Some rows:
-- Start --
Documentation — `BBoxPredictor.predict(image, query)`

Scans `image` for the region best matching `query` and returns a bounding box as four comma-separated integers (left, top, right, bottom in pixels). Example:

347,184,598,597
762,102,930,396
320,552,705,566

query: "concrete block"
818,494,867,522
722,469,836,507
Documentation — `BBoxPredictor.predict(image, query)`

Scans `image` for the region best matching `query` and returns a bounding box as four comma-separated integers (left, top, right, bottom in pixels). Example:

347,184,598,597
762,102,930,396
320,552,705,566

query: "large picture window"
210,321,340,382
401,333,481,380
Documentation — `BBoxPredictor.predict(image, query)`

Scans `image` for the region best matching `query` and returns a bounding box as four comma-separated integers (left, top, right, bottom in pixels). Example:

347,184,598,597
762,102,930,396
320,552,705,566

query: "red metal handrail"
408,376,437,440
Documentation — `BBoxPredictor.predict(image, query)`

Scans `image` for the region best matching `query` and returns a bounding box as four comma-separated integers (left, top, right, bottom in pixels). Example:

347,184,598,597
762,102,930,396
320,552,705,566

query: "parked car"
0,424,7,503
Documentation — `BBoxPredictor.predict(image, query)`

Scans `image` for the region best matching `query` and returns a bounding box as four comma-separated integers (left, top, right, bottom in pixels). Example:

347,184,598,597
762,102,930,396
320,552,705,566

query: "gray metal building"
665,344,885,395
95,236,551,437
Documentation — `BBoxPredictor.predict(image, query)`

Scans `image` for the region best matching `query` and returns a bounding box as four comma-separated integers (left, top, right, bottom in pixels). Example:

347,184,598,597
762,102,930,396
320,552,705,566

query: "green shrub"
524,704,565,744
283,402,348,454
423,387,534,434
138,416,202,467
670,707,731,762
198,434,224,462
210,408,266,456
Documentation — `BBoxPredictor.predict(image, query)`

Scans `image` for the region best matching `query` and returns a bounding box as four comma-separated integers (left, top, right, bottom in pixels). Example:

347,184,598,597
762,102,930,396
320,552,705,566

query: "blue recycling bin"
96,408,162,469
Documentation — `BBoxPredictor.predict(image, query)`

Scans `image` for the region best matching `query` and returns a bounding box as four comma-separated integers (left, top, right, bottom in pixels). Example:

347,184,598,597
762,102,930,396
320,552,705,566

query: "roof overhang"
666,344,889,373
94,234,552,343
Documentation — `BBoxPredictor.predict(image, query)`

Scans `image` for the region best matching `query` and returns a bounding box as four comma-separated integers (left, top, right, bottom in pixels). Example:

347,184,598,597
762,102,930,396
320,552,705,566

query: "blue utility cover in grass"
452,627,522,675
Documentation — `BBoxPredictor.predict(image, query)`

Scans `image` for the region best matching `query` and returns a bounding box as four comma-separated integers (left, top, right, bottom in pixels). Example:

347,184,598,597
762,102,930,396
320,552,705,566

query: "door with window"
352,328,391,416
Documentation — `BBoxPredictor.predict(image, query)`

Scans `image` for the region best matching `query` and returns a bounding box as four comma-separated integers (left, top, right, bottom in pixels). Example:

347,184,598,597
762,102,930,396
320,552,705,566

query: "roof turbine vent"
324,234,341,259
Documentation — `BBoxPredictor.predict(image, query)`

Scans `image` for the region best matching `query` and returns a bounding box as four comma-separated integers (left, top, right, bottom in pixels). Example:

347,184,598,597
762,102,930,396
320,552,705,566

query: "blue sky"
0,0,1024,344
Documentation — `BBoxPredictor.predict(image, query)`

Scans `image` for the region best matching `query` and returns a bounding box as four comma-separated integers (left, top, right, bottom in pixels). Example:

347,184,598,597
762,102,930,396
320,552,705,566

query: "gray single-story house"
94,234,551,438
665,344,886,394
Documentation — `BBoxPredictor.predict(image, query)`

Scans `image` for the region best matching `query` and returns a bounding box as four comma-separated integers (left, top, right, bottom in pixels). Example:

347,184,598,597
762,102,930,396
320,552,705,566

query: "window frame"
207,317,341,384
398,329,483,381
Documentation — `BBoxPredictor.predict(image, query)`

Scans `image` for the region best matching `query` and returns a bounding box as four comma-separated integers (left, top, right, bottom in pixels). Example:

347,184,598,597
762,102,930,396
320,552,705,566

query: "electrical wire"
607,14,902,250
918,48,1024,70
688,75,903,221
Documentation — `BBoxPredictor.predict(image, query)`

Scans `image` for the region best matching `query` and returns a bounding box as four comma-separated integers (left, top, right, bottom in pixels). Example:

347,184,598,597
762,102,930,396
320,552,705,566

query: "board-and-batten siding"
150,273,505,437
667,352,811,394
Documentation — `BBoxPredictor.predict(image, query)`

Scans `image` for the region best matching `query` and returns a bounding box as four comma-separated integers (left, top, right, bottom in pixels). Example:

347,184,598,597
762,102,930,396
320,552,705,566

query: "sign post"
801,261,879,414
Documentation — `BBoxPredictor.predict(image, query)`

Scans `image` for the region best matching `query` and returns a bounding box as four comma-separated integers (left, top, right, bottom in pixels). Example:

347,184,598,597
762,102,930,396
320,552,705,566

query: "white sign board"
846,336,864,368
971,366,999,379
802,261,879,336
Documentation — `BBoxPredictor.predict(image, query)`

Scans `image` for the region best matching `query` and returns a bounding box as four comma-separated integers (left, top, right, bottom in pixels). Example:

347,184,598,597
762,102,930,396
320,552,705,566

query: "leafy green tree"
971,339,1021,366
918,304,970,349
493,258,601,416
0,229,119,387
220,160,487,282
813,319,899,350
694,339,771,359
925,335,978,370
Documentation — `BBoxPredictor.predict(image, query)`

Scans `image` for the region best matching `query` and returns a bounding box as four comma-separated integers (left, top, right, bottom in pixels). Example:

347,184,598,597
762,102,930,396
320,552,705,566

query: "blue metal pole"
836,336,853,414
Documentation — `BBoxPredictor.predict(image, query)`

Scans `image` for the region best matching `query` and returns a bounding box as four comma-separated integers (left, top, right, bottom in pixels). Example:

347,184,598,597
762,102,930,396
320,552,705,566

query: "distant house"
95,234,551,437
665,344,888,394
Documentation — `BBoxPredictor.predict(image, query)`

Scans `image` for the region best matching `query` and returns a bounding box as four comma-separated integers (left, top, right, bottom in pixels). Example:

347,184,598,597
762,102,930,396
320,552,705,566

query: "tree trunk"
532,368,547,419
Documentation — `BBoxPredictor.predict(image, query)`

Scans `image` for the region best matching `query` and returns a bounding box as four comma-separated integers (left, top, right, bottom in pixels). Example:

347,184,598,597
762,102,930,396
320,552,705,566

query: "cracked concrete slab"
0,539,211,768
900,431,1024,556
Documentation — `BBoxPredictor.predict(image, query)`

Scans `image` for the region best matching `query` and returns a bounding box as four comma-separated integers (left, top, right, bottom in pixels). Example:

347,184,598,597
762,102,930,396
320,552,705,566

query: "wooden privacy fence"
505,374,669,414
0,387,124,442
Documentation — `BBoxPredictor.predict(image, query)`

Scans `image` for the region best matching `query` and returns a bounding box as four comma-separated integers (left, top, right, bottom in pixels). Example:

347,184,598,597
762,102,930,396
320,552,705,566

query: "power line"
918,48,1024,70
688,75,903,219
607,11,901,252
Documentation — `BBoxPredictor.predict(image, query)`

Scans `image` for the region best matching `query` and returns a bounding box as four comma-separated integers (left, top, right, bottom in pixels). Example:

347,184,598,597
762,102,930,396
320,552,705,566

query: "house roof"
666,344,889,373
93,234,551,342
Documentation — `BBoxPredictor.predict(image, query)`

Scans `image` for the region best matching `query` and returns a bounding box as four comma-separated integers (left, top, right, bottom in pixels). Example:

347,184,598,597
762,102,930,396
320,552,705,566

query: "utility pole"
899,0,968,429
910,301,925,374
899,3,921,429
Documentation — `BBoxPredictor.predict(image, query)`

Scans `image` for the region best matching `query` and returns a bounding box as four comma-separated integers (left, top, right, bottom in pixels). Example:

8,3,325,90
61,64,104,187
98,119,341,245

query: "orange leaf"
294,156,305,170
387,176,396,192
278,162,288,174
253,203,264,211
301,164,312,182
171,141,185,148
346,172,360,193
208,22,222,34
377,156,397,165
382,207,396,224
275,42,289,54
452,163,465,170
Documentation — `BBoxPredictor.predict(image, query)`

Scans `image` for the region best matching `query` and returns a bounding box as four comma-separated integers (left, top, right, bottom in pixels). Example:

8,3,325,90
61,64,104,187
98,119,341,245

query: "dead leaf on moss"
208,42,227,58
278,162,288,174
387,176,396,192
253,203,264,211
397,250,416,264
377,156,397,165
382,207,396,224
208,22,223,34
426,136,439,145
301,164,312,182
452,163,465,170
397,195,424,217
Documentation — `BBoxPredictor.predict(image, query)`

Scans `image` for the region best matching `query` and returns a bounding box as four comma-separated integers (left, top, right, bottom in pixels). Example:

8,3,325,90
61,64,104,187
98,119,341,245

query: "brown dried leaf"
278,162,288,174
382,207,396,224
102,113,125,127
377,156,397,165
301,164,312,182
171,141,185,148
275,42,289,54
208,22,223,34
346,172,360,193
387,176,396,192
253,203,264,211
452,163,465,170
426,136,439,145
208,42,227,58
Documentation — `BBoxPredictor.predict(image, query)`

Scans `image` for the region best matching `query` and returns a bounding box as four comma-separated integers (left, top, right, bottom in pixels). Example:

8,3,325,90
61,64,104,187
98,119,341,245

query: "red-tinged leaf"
-- End --
TASK BRIEF: Which lines in the rows above contain the word "house"? Select and copy each of them, treating case as significant.

ANSWER BELOW:
query: "gray single-story house"
query: "distant house"
query: "house roof"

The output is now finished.